▶ TASK DESCRIPTION
Look through the entries for the string "green" and copy every line where it shows up.
=== LISTED RECORDS ===
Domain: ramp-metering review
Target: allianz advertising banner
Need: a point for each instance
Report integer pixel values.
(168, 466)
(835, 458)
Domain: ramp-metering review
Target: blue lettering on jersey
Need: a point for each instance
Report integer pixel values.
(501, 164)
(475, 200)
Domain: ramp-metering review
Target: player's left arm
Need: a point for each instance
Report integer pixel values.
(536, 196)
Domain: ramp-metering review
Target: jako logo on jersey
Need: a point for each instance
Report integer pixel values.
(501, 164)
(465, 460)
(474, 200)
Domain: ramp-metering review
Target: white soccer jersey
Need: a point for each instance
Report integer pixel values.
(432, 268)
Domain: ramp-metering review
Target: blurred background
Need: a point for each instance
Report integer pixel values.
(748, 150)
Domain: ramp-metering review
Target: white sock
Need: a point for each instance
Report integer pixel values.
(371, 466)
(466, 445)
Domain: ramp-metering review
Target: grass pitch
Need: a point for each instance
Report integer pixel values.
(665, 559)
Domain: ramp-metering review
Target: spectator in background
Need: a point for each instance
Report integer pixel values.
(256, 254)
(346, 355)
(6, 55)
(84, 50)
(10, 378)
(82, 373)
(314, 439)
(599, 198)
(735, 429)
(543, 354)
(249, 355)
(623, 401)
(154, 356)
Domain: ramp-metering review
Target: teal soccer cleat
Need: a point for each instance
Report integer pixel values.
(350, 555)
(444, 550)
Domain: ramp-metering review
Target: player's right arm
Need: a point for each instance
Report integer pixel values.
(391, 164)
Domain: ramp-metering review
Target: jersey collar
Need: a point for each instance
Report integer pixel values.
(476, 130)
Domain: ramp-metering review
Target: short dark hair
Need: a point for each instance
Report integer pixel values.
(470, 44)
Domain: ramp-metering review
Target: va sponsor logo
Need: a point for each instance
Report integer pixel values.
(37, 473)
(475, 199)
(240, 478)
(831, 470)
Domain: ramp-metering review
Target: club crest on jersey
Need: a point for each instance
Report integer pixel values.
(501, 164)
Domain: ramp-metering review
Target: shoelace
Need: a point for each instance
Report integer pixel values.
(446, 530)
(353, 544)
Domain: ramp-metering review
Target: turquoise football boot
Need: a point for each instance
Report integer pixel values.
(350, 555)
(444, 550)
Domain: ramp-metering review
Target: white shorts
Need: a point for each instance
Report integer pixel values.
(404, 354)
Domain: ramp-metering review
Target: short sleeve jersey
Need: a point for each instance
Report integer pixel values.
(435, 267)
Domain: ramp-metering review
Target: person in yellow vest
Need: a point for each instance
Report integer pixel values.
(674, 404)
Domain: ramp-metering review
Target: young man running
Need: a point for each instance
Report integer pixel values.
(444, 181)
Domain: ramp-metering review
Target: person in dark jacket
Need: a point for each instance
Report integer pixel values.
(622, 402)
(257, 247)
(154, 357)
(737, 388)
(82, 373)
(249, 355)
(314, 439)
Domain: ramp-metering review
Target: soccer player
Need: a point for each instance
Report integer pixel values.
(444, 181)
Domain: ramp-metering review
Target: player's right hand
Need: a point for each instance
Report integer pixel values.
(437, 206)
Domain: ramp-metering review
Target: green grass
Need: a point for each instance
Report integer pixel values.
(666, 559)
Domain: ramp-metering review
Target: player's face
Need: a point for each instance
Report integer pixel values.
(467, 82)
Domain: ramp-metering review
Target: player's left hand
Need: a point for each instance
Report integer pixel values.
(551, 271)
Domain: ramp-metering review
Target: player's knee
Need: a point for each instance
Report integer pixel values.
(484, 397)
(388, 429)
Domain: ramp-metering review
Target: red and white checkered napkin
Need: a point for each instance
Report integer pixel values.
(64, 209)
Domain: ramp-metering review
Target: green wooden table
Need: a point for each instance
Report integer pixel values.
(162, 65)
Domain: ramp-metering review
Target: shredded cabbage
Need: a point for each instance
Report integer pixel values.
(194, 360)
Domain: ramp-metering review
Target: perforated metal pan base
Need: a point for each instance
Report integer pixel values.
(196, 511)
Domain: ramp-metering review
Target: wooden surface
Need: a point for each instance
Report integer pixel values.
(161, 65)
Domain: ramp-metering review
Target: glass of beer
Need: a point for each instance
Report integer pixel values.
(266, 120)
===
▶ PROBLEM SOLUTION
Target: green grass
Target: green wooden table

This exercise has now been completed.